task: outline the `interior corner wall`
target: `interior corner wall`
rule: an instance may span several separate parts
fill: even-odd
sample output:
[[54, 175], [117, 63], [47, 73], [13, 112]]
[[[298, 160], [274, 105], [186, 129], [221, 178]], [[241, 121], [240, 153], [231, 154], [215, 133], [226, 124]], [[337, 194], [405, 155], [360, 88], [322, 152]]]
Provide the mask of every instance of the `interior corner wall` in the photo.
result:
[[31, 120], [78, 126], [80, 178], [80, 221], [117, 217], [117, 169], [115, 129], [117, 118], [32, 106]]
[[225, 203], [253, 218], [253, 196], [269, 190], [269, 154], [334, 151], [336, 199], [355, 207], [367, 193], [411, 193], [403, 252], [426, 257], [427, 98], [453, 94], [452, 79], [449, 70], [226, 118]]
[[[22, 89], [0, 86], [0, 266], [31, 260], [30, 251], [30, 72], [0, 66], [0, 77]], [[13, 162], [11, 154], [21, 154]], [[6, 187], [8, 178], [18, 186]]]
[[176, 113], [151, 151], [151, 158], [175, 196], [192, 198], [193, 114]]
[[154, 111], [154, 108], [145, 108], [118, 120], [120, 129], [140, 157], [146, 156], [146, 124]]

----

§ **Aim of the exercise**: Reproduce every row above word for word.

§ **Result for this exercise**:
task: outline the `interior corner wall`
target: `interior corner wall`
rule: an instance may span several separate parts
fill: even-odd
sample output:
[[54, 175], [117, 63], [47, 73], [13, 112]]
[[[298, 160], [274, 105], [186, 129], [221, 178]], [[241, 121], [240, 153], [231, 154], [215, 133], [226, 124]], [[337, 194], [405, 155], [360, 88], [322, 152]]]
Provide the mask of every instance of the `interior corner wall` in the photo.
result:
[[31, 120], [78, 126], [80, 178], [80, 221], [117, 217], [117, 169], [115, 129], [117, 118], [32, 106]]
[[225, 203], [253, 218], [253, 196], [269, 190], [269, 154], [334, 151], [336, 199], [355, 207], [367, 193], [411, 193], [403, 252], [426, 257], [427, 98], [453, 94], [452, 79], [449, 70], [226, 118]]
[[[22, 89], [0, 86], [0, 266], [31, 260], [30, 251], [30, 72], [0, 66], [0, 77]], [[13, 162], [11, 154], [21, 154]], [[6, 187], [8, 178], [18, 186]]]
[[176, 113], [151, 151], [151, 158], [175, 196], [192, 198], [193, 114]]
[[154, 111], [154, 108], [145, 108], [118, 120], [120, 129], [140, 157], [146, 156], [146, 124]]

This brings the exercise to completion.